→ **EXERCISE BRIEF**
Copy every line from the first of the entries below through the line containing "top-left (0, 94), bottom-right (184, 158)", requests included, and raise each box coordinate in the answers by 72.

→ **RECORDS**
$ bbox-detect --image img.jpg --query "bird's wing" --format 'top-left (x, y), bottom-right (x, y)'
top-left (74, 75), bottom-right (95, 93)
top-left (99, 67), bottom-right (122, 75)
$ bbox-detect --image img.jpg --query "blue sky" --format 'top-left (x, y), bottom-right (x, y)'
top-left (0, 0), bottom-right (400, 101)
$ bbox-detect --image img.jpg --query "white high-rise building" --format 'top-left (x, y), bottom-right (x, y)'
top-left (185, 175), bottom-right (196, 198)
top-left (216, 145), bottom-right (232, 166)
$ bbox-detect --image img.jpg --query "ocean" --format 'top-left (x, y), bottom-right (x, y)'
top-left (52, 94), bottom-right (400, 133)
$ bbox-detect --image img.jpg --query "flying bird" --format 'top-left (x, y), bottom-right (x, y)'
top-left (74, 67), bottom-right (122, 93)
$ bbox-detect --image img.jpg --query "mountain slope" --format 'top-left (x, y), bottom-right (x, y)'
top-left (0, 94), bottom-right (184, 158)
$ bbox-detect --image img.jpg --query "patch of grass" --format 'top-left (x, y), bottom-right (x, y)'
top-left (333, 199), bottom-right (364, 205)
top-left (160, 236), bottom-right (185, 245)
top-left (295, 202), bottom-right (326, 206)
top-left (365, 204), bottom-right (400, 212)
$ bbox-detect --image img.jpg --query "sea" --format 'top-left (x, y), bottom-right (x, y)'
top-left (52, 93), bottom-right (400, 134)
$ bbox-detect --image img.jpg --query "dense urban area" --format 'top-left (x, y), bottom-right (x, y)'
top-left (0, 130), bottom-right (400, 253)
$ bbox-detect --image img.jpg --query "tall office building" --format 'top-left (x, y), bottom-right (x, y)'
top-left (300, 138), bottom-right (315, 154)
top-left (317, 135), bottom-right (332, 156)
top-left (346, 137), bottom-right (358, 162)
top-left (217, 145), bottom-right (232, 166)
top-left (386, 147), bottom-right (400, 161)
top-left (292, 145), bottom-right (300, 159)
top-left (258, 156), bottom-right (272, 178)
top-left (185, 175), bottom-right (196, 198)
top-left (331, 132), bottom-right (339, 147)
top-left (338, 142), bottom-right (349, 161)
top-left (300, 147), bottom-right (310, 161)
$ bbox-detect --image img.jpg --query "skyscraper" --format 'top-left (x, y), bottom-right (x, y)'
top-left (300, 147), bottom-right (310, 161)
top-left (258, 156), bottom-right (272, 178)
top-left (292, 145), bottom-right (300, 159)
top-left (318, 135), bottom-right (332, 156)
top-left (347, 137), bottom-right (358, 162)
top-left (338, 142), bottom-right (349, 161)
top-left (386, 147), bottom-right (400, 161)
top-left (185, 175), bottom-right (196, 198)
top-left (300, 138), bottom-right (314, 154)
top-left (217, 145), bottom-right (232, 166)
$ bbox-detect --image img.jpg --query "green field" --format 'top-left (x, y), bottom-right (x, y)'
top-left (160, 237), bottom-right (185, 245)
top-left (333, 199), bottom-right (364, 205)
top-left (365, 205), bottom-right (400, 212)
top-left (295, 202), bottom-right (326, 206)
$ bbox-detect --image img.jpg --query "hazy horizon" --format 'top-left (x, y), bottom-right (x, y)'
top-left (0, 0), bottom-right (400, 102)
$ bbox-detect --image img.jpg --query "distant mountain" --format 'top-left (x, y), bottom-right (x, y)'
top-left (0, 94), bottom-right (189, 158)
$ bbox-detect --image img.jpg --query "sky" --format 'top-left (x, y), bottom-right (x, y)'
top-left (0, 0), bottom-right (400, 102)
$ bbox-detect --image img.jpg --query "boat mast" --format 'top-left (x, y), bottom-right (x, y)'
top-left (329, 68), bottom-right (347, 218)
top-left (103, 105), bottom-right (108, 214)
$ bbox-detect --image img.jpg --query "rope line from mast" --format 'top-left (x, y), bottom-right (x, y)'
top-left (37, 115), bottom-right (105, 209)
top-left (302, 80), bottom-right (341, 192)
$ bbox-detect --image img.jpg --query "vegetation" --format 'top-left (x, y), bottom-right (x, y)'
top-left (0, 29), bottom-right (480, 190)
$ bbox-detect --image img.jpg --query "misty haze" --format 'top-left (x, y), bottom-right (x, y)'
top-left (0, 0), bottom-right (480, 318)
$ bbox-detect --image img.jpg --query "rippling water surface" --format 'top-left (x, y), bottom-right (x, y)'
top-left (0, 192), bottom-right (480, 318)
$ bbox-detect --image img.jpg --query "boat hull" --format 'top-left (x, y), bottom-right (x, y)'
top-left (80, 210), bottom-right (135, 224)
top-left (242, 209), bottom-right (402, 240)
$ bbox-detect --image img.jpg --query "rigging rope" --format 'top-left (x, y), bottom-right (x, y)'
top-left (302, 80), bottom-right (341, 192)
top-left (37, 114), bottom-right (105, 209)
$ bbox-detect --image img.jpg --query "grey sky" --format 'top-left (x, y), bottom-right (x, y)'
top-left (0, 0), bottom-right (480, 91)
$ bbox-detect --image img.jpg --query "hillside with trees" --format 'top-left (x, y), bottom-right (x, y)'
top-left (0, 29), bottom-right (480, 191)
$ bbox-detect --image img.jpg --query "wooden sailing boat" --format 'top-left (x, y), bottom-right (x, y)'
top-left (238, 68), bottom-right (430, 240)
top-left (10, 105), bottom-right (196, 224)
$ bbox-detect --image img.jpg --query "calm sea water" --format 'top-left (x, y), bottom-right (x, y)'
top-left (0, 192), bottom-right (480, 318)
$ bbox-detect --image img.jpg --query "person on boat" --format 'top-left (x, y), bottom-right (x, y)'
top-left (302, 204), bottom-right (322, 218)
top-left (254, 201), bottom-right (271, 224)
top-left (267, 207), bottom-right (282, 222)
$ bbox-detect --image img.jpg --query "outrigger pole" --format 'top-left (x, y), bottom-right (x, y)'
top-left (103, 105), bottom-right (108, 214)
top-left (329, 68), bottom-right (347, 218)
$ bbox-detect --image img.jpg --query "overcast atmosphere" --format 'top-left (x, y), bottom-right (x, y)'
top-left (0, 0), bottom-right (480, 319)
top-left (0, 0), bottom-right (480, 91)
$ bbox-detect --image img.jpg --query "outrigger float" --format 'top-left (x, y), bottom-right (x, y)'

→ **ANSWER TO THE EXERCISE**
$ bbox-detect --image img.jpg --query "bird's wing" --format 'top-left (x, y), bottom-right (x, y)'
top-left (146, 147), bottom-right (167, 165)
top-left (171, 139), bottom-right (194, 147)
$ bbox-detect --image img.jpg --query "blue sky" --format 'top-left (x, y), bottom-right (x, y)'
top-left (72, 72), bottom-right (472, 173)
$ bbox-detect --image img.jpg --query "white high-rise building" --format 'top-left (x, y), bottom-right (x, y)'
top-left (257, 247), bottom-right (268, 270)
top-left (288, 217), bottom-right (304, 238)
$ bbox-detect --image img.jpg --query "ocean" --format 'top-left (x, y), bottom-right (x, y)'
top-left (124, 166), bottom-right (472, 205)
$ bbox-detect --image img.jpg --query "flying bird" --format 'top-left (x, y), bottom-right (x, y)'
top-left (146, 139), bottom-right (194, 165)
$ bbox-detect --image img.jpg --query "mountain slope" --format 'top-left (x, y), bottom-right (x, y)'
top-left (72, 166), bottom-right (256, 230)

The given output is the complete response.